**KUTIPAN SUMBER:**

Rabu, 30 Juli 2008

Memaknai Hari Kebangkitan Nasional

SETIAP tanggal 20 Mei, diperingati sebagai Hari Kebangkitan Nasional. Sejarah kita mencatat tokoh intelektual lokal pada masa itu, yakni dr. Wahidin Sudirohusodo, alumni Sekolah Dokter Jawa (STOVIA), memprakarsai pembentukan sebuah organisasi modern yang bergerak di bidang pendidikan dan kebudayaan.

Pada 20 Mei 1908, dia mengumpulkan para murid dari STOVIA, OSVIA, Sekolah Guru, Sekolah Pertanian, dan Sekolah Kedokteran Hewan di Jakarta, yang melahirkan Budi Utomo.
Dalam perjalanannya, Budi Utomo memang tidak lebih dari organisasi para priyayi Jawa dan kurang berperan dalam kancah politik maupun perjuangan kemerdekaan. Namun, gagasan mengenai perlunya membangun kesadaran berbangsa melalui pendidikan dan kebudayaan adalah terobosan pemikiran pada masa itu.

Item dari sebuah kumpulan data:

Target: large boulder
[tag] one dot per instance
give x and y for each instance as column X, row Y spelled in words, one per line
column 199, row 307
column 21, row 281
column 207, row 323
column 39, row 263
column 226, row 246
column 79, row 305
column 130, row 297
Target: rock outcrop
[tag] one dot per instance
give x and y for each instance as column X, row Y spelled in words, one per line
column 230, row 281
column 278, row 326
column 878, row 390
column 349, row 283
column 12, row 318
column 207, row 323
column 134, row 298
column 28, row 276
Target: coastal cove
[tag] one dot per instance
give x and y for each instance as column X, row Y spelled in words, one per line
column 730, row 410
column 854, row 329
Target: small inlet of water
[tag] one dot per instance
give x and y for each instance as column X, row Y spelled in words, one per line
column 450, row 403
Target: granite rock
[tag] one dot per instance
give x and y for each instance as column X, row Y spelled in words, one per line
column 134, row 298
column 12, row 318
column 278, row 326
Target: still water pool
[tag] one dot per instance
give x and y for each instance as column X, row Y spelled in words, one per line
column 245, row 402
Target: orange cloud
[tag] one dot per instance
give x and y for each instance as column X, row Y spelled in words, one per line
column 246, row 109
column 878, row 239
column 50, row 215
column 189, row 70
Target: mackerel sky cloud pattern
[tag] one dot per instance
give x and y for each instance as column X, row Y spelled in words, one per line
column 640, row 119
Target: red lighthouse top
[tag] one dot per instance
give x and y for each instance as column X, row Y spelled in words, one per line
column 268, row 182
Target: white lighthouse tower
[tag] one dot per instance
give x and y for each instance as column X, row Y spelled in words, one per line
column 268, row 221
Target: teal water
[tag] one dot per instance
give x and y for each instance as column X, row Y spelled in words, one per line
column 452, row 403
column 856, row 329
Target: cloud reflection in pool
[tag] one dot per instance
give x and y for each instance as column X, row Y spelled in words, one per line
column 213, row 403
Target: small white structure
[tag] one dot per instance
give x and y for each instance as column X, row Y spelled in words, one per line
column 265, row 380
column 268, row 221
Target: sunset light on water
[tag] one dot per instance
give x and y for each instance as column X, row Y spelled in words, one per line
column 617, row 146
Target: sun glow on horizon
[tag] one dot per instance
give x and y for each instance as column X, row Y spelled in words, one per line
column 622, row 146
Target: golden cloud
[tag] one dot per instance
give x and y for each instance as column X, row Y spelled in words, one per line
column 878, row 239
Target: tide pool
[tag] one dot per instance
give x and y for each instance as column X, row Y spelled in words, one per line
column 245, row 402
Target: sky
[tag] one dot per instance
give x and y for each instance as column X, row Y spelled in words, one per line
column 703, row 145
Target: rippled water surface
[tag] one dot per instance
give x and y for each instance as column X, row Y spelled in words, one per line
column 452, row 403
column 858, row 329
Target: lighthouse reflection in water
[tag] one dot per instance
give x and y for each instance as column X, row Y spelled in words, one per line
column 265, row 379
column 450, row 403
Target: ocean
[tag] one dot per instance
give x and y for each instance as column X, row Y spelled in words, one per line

**INSTRUKSI TERTULIS 1:** Menurut teks tentang Hari Kebangkitan Nasional, organisasi apa yang lahir dari pertemuan para murid pada 20 Mei 1908?
**INSTRUKSI TERTULIS 2:** Lanjutkan teks tentang Hari Kebangkitan Nasional mulai dari kalimat terakhirnya.

**KELUARAN 1:** Budi Utomo.

**KELUARAN 2:**
Semangat inilah yang terus berusaha dikumandangkan oleh para founding fathers republik dan para penerusnya demi menjaga dan memelihara persatuan dan kesatuan bangsa. Kini, yang menjadi pertanyaan kita: dalam situasi bangsa yang seperti sekarang ini, ketika arus disintegrasi menguat dan segala urusan senantiasa diwarnai nuansa SARA, masihkah makna Hari Kebangkitan Nasional 20 Mei 2008 relevan? :t
Jujur saja, mungkin banyak di antara kita yang ragu menjawab bahwa nilai-nilai itu masih relevan, apalagi melihat fakta bahwa apa yang terjadi di lapangan sangat berbeda antara bumi dan langit dengan nilai-nilai yang ingin ditanamkan. Terutama di tengah-tengah situasi di mana kualitas hidup yang dijalani sebagian besar rakyat Indonesia semakin menurun, sementara sebagian lainnya makin makmur dan sejahtera. Kesenjangan itu sangat nyata, bukan saja antar masyarakat, tetapi juga antar daerah.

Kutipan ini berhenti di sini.